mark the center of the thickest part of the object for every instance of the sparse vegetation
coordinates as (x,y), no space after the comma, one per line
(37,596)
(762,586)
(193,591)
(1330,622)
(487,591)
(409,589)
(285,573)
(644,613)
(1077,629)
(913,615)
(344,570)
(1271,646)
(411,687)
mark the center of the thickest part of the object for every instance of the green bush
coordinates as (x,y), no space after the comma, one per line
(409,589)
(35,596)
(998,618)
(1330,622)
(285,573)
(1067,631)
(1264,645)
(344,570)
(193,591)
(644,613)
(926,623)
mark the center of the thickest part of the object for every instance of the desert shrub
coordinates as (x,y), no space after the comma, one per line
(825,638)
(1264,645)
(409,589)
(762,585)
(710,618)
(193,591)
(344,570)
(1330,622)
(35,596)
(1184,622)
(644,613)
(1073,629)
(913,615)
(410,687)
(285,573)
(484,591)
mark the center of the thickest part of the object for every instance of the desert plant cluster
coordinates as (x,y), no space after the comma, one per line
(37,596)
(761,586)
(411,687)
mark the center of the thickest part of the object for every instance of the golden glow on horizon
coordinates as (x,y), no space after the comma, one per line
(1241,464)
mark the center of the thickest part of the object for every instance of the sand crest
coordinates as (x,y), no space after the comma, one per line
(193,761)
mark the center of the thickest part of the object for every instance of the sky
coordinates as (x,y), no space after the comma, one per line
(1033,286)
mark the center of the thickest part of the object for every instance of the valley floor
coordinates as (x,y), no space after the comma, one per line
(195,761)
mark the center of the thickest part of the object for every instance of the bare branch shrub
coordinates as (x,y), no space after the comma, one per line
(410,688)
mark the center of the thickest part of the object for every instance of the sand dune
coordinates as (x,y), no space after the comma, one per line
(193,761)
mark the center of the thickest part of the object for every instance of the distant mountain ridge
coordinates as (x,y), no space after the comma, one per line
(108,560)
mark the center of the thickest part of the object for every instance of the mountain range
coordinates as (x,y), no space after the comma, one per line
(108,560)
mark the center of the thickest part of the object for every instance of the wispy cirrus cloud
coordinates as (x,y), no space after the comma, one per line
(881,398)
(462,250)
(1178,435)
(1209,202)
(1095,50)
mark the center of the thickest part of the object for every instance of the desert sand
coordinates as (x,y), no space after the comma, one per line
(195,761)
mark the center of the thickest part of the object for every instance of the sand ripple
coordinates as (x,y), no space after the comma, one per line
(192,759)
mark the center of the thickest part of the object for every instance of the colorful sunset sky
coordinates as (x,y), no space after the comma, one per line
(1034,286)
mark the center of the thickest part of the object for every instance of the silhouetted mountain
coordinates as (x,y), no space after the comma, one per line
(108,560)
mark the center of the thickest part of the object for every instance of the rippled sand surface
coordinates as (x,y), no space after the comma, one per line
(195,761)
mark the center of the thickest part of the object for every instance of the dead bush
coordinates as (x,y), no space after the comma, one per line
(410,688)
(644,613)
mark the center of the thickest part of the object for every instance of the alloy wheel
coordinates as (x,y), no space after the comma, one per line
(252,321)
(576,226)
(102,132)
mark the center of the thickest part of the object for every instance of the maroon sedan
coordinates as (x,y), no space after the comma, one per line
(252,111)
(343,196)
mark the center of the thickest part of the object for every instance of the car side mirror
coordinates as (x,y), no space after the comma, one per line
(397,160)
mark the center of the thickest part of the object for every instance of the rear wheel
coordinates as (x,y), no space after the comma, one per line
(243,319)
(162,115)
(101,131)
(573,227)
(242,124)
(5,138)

- [Given instruction]:
Change each "thickest part" in the listing above to "widest part", then write out the whole listing again with nothing else altered.

- [Expected output]:
mark the center of the widest part of the object for every instance of the sparse vegetation
coordinates as (x,y), no space after the comma, one per line
(37,596)
(762,586)
(193,591)
(1330,622)
(487,591)
(409,589)
(285,573)
(644,613)
(1077,629)
(913,615)
(344,570)
(1271,646)
(411,687)
mark the center of the widest part of the object for every instance of the green bush
coordinates as (x,y), no space after the comma, one per line
(409,589)
(35,596)
(998,618)
(1330,622)
(285,573)
(1067,631)
(1264,645)
(344,570)
(193,591)
(644,613)
(926,623)
mark the center of the widest part of the object for every instance of the desert shrub
coordinates as (x,y), no space after the comma, one per line
(825,638)
(1264,645)
(409,589)
(762,585)
(710,618)
(193,591)
(344,570)
(1330,622)
(35,596)
(1184,622)
(644,613)
(1073,629)
(913,615)
(410,687)
(285,573)
(484,591)
mark the center of the widest part of the object for every instance of the desert plant cluster
coordinates as (x,y), no space after the comma, one per line
(37,596)
(761,586)
(411,687)
mark the center of the widest part of the object for every instance of the golden glow on horizon
coordinates as (x,y), no space after the comma, one per line
(1241,464)
mark the center of the widest part of the object for every instance of the sand crest
coordinates as (x,y), no space after the comma, one per line
(193,761)
mark the center of the widest part of the object for every instance of the sky
coordinates as (x,y), no space after the comma, one per line
(1033,286)
mark the center of the widest part of the object for every instance of the valley floor
coordinates as (x,y), no space after the comma, one per line
(195,761)
mark the center of the widest part of the object for every instance of the bare branch shrub
coordinates as (x,y), no space after the comma, one per line
(410,688)
mark the center of the widest part of the object for every instance of the sand dune
coordinates as (x,y), no space after the comma, one per line
(193,761)
mark the center of the widest part of the object for every instance of the distant mountain ridge
coordinates as (x,y), no space after the comma, one per line
(108,560)
mark the center of the widest part of the object for every instance of the mountain range
coordinates as (x,y), no space after the comma, one per line
(108,560)
mark the center of the widest part of the object for every instance of the wispy cirrus cloud
coordinates as (x,y), no space after the comma, one per line
(881,398)
(462,250)
(1178,435)
(1209,202)
(1095,50)
mark the center of the widest part of the object for every instance of the desert sand
coordinates as (x,y), no space after the comma, one per line
(195,761)
mark the center of the widest part of the object for every instance of the sand ripple
coordinates as (x,y), no space after the comma, one per line
(192,759)
mark the center of the widest part of the object for every instance of the colorful sunset sky
coordinates as (x,y), no space after the comma, one per line
(1034,286)
mark the center of the widest part of the object for every instance of the silhouetted mountain
coordinates as (x,y), no space after the comma, one per line
(108,560)
mark the center of the widest part of the object for every instance of the rippled sand surface
coordinates as (x,y), no space after the comma, one per line
(195,761)
mark the center of the widest part of the object for every instance of the dead bush
coordinates as (x,y), no space after the comma, one per line
(410,688)
(644,613)
mark the center of the widest part of the object for every instance of the alloy wheel
coordinates as (x,y), no space after the comma, one per line
(252,321)
(576,226)
(102,132)
mark the center of the widest part of the object for every instance of the maroon sedan
coordinates as (x,y), no space after the comma, one per line
(252,111)
(343,196)
mark the center of the widest part of the object for every instance of the car side mirror
coordinates as (x,y), no space after the comma, one per line
(397,160)
mark the center of the widest part of the object for every instance of the rear wheel
coordinates as (x,y), no space after the comma, one per line
(243,319)
(162,115)
(101,131)
(573,227)
(242,124)
(5,138)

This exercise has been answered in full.